## BEGIN TEXT PASSAGE

Agitation continued throughout the years for fine, adequate, permanent premises befitting the State’s Art Gallery and proposals were made for various sites – without success. However, on 23 December 1968 the Trustees presented a submission to the Government on the inadequacies of the Gallery’s facilities and on this occasion positive action resulted. The present site overlooking the Brisbane River at South Brisbane was approved for purchase in April 1969.

Meanwhile, the Gallery had moved yet again to its fourth temporary premises, in the M.I.M. (Mount Isa Mines) building in Ann Street, where it reopened on 25 March 1975.

## END TEXT PASSAGE

■ **INSTRUCTIONS TO FOLLOW**:
Reproduce the passage on the Gallery's search for permanent premises in full, word for word and with its original punctuation and paragraph break.

## BEGIN DATASET EXCERPTS

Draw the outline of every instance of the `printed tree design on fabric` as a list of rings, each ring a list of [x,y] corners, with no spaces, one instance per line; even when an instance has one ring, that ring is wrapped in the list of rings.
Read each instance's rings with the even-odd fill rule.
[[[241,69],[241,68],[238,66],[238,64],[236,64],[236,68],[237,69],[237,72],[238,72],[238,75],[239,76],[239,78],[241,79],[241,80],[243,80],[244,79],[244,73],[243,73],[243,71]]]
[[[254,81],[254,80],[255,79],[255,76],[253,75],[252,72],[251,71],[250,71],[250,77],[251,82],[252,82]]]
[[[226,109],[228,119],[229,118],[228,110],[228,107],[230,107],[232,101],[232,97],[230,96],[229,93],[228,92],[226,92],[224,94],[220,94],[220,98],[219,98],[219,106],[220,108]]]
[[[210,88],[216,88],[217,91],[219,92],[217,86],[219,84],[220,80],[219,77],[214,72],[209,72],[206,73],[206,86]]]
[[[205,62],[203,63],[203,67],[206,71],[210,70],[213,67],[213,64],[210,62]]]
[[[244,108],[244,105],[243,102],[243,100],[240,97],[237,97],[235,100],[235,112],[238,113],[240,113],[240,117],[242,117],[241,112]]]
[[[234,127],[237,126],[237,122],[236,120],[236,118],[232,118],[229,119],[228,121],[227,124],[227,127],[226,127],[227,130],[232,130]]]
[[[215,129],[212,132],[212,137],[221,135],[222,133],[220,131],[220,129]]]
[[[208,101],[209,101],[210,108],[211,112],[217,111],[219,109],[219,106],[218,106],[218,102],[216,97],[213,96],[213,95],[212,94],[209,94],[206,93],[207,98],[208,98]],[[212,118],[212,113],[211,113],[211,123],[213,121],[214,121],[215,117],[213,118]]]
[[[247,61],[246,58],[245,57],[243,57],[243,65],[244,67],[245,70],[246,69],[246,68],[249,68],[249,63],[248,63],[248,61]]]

## END DATASET EXCERPTS

■ **SOLUTION TO THIS TASK**:
Agitation continued throughout the years for fine, adequate, permanent premises befitting the State’s Art Gallery and proposals were made for various sites – without success. However, on 23 December 1968 the Trustees presented a submission to the Government on the inadequacies of the Gallery’s facilities and on this occasion positive action resulted. The present site overlooking the Brisbane River at South Brisbane was approved for purchase in April 1969.

Meanwhile, the Gallery had moved yet again to its fourth temporary premises, in the M.I.M. (Mount Isa Mines) building in Ann Street, where it reopened on 25 March 1975.